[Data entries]
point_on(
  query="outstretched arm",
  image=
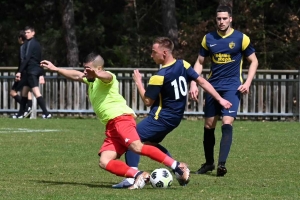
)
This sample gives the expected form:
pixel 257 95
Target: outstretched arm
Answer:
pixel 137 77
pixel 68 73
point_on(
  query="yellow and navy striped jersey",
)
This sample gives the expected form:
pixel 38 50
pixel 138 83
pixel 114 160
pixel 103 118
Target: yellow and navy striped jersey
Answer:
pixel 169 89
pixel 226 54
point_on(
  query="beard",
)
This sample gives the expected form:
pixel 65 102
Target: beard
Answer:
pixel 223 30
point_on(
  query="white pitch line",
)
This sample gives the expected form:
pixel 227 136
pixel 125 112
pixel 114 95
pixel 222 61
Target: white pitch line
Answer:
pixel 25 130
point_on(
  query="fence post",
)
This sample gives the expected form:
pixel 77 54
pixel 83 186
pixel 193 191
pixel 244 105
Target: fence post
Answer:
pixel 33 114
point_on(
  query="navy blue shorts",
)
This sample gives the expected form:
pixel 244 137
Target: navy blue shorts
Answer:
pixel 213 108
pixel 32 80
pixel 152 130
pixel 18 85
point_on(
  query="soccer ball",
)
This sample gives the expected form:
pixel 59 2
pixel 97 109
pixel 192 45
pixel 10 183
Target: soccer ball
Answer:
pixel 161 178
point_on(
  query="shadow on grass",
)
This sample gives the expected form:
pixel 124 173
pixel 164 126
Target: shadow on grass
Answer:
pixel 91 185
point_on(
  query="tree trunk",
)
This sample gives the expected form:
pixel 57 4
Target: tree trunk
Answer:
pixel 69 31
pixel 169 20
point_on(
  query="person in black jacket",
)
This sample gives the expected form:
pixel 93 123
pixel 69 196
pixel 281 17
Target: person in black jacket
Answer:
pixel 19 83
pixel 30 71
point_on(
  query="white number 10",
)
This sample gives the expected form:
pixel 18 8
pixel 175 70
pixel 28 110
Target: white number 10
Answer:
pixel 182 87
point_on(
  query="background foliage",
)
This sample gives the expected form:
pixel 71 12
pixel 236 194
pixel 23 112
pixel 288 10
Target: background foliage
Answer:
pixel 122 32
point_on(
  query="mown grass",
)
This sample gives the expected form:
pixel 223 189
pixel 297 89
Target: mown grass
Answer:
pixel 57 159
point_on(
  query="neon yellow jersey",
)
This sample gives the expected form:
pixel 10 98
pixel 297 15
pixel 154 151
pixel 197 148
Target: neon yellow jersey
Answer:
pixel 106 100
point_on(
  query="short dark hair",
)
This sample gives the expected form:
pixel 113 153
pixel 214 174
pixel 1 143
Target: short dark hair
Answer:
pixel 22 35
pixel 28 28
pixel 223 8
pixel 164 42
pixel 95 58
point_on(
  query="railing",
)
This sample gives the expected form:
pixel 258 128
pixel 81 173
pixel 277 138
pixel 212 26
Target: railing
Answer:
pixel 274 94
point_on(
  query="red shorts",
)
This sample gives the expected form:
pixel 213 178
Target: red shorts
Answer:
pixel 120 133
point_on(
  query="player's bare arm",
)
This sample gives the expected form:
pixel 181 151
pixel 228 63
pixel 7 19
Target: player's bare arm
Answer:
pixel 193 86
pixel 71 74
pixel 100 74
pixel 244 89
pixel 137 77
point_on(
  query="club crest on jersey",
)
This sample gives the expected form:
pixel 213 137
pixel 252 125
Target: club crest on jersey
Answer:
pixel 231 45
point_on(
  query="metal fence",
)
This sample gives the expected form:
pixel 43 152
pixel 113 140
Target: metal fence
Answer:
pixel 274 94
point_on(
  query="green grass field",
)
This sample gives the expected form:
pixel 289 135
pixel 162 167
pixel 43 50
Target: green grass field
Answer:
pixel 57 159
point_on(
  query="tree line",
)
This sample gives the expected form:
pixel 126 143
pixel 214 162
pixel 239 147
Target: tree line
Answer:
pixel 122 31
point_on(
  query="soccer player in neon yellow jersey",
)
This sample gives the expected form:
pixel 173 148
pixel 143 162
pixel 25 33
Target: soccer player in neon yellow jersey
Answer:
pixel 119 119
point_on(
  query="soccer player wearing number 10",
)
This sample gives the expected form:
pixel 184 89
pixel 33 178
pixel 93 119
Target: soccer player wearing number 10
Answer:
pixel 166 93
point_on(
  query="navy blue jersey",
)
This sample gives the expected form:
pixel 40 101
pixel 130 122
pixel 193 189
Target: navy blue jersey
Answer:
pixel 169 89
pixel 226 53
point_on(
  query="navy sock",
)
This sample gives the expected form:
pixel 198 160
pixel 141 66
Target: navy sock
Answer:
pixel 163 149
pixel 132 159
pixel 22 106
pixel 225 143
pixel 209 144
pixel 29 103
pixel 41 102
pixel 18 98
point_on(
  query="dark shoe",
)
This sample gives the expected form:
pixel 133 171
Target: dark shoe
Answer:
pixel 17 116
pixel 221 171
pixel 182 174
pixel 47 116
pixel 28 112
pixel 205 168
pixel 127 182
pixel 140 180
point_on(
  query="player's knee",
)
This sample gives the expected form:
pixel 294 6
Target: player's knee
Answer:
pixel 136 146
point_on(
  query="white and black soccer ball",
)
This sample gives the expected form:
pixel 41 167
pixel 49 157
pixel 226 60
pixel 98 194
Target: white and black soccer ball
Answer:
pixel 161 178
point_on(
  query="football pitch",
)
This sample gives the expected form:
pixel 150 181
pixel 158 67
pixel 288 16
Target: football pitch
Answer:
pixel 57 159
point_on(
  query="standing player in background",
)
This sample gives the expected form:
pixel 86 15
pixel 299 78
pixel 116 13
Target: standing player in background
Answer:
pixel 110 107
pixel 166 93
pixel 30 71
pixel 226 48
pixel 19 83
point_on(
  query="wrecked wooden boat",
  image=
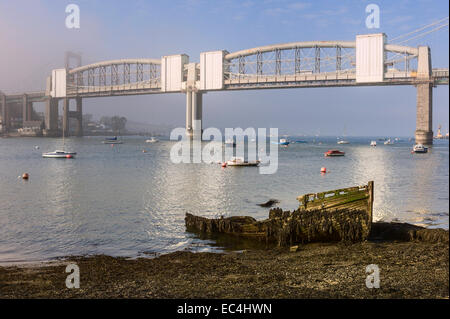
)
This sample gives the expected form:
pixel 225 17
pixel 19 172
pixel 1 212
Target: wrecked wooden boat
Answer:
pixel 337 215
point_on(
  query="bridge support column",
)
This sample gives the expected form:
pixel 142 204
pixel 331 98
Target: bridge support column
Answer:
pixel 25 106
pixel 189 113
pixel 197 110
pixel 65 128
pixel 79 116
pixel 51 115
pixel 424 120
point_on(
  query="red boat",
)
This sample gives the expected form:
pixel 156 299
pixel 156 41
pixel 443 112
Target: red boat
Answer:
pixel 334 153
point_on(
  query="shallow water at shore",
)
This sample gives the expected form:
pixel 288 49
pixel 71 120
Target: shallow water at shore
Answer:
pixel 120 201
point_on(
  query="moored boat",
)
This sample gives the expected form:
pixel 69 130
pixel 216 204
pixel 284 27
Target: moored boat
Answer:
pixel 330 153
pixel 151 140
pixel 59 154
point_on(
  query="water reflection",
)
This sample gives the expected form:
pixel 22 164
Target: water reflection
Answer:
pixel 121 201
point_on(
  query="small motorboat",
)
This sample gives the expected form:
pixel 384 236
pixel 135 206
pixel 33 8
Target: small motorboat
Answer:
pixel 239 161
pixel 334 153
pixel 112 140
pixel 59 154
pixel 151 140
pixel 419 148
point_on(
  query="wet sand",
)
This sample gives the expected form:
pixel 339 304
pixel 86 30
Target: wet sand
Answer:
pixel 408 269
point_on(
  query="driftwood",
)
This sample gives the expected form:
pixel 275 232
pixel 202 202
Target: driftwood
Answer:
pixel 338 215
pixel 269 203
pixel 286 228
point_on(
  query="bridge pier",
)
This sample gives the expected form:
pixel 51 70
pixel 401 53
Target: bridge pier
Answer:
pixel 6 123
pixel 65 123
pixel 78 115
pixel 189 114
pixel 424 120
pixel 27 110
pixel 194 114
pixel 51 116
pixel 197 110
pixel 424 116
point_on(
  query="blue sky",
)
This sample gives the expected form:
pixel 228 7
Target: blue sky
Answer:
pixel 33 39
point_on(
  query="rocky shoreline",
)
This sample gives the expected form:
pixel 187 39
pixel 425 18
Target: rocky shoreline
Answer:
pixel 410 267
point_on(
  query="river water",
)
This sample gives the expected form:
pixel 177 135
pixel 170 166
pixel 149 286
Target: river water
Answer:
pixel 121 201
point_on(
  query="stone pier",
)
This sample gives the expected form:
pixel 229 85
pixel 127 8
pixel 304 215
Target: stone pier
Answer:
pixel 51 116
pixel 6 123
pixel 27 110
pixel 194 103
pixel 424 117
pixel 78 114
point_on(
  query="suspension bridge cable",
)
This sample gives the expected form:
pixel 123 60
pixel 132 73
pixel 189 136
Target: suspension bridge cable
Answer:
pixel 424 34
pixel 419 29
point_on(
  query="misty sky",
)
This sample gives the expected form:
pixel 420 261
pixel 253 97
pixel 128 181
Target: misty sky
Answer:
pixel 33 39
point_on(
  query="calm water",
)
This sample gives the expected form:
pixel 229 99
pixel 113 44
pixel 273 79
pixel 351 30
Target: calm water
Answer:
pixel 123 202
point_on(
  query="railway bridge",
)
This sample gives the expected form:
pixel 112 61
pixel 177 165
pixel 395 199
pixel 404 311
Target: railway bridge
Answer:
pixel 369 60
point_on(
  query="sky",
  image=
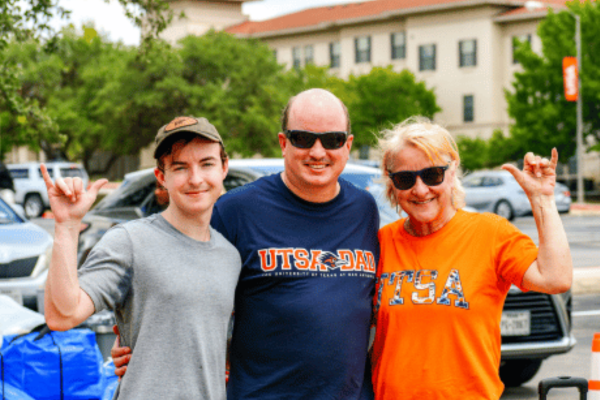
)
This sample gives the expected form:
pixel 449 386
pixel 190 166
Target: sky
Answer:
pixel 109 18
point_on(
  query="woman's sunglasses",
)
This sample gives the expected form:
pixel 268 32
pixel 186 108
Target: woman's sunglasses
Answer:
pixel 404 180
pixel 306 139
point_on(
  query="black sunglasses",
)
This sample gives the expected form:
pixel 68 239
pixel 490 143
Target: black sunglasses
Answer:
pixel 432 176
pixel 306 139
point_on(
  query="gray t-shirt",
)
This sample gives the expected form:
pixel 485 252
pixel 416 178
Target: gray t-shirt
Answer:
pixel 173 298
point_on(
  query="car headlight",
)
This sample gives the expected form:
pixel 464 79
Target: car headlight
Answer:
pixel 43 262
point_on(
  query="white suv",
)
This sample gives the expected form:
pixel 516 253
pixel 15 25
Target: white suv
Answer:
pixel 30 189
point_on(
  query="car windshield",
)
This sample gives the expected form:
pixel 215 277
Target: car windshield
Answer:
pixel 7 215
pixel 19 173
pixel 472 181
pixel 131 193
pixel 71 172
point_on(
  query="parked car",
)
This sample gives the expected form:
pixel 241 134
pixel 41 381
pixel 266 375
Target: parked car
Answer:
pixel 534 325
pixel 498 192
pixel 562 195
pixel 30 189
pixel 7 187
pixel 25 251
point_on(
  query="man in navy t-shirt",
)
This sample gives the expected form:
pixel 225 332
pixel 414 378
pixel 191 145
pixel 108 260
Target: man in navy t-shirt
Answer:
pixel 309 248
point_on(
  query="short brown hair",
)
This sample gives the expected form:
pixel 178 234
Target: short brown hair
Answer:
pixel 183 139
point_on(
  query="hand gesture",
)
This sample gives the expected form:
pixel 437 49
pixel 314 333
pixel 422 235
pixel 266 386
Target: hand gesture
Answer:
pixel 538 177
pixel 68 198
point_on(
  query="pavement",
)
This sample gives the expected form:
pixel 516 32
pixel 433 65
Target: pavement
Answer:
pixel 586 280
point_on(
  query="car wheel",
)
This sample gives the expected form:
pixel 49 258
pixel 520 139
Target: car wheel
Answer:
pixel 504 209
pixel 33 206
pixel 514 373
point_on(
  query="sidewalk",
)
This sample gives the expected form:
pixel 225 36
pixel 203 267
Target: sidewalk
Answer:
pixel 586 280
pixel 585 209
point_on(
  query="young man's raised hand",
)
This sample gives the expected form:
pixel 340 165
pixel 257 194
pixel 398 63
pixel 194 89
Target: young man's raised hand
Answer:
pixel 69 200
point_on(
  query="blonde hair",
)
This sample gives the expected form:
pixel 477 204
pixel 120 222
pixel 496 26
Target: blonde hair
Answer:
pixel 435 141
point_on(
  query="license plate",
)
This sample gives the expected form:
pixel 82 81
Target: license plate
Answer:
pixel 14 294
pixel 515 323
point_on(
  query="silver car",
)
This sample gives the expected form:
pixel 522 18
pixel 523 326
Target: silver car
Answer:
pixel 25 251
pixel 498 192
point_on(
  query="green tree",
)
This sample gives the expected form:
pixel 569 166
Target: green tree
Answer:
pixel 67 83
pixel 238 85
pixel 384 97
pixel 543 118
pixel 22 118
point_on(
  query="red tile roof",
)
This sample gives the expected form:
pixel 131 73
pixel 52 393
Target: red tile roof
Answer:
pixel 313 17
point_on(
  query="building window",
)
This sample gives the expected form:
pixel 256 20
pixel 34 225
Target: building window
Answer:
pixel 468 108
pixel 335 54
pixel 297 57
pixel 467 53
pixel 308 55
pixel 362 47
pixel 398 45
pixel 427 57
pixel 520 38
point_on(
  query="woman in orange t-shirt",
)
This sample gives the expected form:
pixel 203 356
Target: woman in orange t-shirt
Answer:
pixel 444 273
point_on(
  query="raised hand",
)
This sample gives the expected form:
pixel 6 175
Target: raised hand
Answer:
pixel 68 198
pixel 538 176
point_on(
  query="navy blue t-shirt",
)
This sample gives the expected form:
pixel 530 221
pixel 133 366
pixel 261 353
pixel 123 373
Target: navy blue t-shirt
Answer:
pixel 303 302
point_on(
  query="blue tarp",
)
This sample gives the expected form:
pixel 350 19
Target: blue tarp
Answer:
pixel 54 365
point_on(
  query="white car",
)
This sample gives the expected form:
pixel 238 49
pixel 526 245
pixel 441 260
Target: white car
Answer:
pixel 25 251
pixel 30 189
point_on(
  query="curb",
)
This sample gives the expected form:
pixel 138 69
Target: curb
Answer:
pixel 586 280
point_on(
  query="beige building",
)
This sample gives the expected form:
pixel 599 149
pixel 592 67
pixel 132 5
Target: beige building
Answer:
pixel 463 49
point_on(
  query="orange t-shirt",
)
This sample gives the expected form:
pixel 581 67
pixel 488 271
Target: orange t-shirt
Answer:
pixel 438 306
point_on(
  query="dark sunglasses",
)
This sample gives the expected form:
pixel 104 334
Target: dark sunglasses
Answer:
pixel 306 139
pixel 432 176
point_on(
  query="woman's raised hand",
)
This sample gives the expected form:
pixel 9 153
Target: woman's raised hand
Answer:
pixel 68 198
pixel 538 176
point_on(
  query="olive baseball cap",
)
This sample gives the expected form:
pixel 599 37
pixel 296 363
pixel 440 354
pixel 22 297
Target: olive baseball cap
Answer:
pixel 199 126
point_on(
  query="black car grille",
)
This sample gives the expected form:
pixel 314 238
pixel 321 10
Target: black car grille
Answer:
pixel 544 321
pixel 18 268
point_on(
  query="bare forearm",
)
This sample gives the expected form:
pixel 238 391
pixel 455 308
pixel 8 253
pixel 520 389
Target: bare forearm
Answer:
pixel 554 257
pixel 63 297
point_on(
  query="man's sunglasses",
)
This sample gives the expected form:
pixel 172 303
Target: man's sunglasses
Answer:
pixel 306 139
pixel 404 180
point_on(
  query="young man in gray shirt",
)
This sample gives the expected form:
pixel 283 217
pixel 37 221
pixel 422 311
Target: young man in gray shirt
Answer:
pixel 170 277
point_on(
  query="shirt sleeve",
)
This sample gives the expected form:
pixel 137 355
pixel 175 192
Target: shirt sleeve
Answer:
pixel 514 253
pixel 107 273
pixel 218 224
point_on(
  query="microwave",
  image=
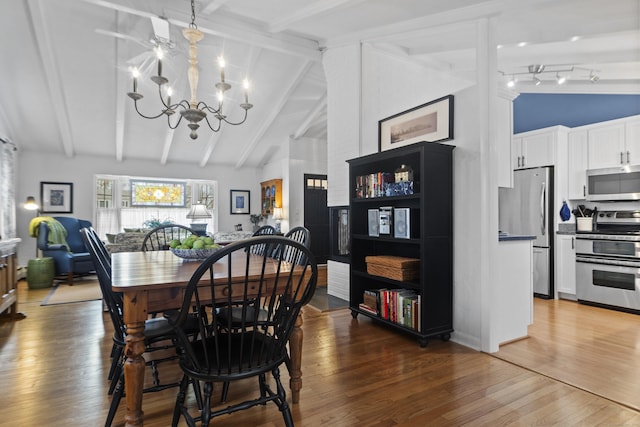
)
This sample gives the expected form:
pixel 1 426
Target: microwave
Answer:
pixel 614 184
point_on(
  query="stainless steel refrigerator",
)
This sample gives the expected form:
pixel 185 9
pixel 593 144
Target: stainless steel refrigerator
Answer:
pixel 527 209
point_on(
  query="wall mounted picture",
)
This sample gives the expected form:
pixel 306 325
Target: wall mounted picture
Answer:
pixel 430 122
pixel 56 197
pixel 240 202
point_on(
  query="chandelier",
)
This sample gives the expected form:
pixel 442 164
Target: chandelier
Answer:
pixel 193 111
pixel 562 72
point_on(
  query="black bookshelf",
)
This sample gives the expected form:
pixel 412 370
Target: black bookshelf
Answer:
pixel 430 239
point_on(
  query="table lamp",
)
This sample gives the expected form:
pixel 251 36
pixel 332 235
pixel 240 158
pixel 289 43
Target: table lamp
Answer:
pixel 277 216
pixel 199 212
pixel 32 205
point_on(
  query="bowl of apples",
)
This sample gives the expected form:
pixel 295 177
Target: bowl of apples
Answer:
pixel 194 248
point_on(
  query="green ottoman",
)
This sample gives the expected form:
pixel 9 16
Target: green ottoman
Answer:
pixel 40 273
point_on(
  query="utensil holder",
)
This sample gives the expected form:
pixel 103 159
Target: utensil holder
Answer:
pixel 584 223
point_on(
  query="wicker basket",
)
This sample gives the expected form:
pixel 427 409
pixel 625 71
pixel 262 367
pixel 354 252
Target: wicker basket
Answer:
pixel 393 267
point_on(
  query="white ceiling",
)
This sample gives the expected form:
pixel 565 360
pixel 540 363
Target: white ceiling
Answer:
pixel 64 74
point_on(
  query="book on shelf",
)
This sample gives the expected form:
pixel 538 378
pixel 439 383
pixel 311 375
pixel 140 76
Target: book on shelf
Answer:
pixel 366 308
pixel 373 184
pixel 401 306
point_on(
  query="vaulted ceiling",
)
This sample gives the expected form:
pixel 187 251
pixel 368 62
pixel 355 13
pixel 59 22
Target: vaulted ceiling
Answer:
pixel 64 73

* _TASK ITEM_
Every line in the entries above that has the word "striped" should be identified and copied.

* _TASK RESULT_
  query="yellow and navy striped jersey",
Target: yellow and navy striped jersey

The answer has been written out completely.